● To be done: Return each line below that contains the string "jersey"; matching is case-sensitive.

● Rows:
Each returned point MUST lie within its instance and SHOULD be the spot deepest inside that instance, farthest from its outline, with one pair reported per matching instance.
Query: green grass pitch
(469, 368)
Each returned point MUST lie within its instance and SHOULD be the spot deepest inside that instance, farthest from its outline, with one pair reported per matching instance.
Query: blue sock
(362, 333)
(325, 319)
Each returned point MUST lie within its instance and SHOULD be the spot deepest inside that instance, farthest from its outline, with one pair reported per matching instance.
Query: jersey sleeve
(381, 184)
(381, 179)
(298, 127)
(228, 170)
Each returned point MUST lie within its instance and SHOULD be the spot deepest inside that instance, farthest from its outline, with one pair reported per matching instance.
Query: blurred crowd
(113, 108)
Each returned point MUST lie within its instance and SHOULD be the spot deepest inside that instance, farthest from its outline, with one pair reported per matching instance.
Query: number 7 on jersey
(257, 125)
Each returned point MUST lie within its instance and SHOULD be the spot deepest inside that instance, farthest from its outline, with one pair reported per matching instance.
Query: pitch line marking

● Reply to the exercise:
Query: jersey sleeve
Query: number 7 on jersey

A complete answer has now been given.